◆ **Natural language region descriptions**
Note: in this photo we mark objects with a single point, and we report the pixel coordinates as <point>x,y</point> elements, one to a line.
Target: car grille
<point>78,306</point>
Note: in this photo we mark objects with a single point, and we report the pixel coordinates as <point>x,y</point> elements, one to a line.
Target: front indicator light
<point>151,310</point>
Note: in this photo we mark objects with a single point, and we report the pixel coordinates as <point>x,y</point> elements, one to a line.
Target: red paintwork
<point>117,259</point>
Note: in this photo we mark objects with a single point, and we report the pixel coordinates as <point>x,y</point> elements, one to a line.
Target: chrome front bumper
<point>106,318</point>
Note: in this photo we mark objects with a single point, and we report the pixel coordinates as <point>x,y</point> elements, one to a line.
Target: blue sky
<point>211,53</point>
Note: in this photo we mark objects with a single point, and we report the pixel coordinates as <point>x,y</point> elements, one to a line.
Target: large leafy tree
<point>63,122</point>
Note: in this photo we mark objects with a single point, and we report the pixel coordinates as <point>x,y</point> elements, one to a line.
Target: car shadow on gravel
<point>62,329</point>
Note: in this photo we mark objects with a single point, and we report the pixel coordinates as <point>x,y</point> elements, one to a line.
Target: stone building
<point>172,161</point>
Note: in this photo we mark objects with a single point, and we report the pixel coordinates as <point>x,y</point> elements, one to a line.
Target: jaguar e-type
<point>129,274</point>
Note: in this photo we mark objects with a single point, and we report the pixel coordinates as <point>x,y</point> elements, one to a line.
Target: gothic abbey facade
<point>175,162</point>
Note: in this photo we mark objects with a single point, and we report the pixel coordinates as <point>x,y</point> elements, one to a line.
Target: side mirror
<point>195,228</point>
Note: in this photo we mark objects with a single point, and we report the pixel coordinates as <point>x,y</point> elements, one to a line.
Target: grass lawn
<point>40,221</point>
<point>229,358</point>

◆ **Problem requirements**
Set the entries down again, unchanged and complete.

◆ **The answer**
Note: in this photo we mark objects with a single point, and we report the pixel coordinates as <point>x,y</point> elements, one to a line.
Target: car grille
<point>78,306</point>
Note: in this photo we mark objects with a single point, and we report the pixel coordinates as <point>x,y</point> elements, one to a line.
Target: front indicator light
<point>151,310</point>
Note: in this photo we mark objects with a single point, and we report the pixel coordinates as <point>x,y</point> elements, one to a line.
Target: red paintwork
<point>117,259</point>
Note: in this photo we mark objects with a single point, and we report the pixel coordinates as <point>x,y</point> elements, one to a line.
Target: chrome front bumper
<point>106,318</point>
Note: in this photo we mark objects with a single point, and we report the pixel coordinates as <point>x,y</point> elements, one to a line.
Target: blue sky
<point>211,53</point>
Note: in this photo we mark objects with a single point, and we report the pixel coordinates as <point>x,y</point> elements, one to a line.
Target: large leafy tree
<point>63,122</point>
Note: in this photo we mark objects with a single point, and we report the pixel coordinates as <point>x,y</point> elements, one to a line.
Target: car shadow on gravel
<point>62,329</point>
Note: in this photo we mark objects with a single point, and we report the pixel coordinates as <point>x,y</point> elements, one to a line.
Target: stone building
<point>172,161</point>
Note: in this photo we mark objects with a single point, and we report the pixel coordinates as <point>x,y</point> elements, one to a line.
Target: jaguar e-type
<point>129,274</point>
Note: in this photo we mark objects with a single point, and we report the pixel coordinates as <point>x,y</point> elements, one to a line.
Target: gothic abbey facade
<point>175,162</point>
Note: in this photo we mark objects with a single point, and we report the pixel coordinates as <point>x,y</point> elements, one to a line.
Target: side mirror
<point>195,228</point>
Note: in this photo we mark objects with a single point, and we report the pixel coordinates as <point>x,y</point> elements, one to a line.
Target: grass lawn
<point>40,221</point>
<point>229,358</point>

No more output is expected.